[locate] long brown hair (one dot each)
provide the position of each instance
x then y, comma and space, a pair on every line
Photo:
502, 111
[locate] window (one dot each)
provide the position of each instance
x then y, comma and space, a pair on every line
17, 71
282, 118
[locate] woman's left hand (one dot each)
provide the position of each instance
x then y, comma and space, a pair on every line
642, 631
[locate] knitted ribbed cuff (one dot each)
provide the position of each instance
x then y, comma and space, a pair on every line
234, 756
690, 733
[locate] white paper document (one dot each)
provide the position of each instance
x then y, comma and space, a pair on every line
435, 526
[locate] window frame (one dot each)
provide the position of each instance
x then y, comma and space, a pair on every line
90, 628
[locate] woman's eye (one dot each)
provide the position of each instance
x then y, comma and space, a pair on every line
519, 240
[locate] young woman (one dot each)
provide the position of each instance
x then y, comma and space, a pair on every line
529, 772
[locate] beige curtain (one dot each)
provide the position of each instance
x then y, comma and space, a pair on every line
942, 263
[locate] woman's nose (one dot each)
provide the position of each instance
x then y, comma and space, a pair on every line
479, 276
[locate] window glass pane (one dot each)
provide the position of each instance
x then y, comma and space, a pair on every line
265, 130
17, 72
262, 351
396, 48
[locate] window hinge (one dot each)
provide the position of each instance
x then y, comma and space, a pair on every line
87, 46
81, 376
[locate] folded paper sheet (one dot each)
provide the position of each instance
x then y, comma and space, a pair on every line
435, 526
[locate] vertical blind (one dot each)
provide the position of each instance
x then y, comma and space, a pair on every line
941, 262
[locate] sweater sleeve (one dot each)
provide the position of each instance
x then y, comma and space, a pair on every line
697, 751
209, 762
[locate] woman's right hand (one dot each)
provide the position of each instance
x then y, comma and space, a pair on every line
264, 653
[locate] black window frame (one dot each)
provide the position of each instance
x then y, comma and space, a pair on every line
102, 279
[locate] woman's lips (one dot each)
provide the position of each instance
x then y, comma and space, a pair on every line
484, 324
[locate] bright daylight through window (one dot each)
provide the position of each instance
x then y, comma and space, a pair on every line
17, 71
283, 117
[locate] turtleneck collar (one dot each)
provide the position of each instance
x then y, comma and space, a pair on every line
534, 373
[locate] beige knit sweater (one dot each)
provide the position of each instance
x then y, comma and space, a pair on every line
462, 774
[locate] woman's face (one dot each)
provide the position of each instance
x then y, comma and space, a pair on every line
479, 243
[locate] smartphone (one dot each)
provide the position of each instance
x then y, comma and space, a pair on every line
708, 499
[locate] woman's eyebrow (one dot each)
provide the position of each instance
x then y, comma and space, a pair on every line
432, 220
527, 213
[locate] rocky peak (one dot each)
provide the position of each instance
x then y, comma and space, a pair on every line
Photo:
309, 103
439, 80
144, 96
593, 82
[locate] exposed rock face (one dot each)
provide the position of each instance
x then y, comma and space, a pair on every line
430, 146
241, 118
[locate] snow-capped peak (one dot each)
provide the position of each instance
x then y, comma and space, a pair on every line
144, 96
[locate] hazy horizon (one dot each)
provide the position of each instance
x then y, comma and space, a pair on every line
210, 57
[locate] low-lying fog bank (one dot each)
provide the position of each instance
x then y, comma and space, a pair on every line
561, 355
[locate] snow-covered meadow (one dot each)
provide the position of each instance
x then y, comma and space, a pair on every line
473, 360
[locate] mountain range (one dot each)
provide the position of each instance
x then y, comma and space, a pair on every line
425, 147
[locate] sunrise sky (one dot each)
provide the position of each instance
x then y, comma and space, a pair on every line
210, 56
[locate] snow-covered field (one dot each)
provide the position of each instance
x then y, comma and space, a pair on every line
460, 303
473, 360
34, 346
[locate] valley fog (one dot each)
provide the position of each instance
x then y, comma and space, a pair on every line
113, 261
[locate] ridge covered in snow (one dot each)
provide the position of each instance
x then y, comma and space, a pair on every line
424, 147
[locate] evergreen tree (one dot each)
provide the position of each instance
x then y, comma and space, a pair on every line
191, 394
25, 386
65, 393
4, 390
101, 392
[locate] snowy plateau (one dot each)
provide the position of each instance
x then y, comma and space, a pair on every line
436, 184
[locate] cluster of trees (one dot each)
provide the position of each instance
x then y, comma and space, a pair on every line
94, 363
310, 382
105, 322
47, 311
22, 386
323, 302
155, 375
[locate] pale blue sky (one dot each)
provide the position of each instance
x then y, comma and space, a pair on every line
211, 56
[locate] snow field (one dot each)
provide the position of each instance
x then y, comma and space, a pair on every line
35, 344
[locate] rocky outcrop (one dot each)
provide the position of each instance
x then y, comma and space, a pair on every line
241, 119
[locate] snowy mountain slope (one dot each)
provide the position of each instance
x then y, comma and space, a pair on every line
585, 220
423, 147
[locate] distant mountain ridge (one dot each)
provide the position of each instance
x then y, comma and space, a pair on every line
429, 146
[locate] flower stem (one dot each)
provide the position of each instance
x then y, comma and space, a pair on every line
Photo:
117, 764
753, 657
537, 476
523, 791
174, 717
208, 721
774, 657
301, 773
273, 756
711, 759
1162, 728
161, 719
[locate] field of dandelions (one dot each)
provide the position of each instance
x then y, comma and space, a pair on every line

***

#### WORK TO BE COMPLETED:
Using the listing above, work out how many of its lines include "hand", and give only the result.

#### FINISHED TASK:
2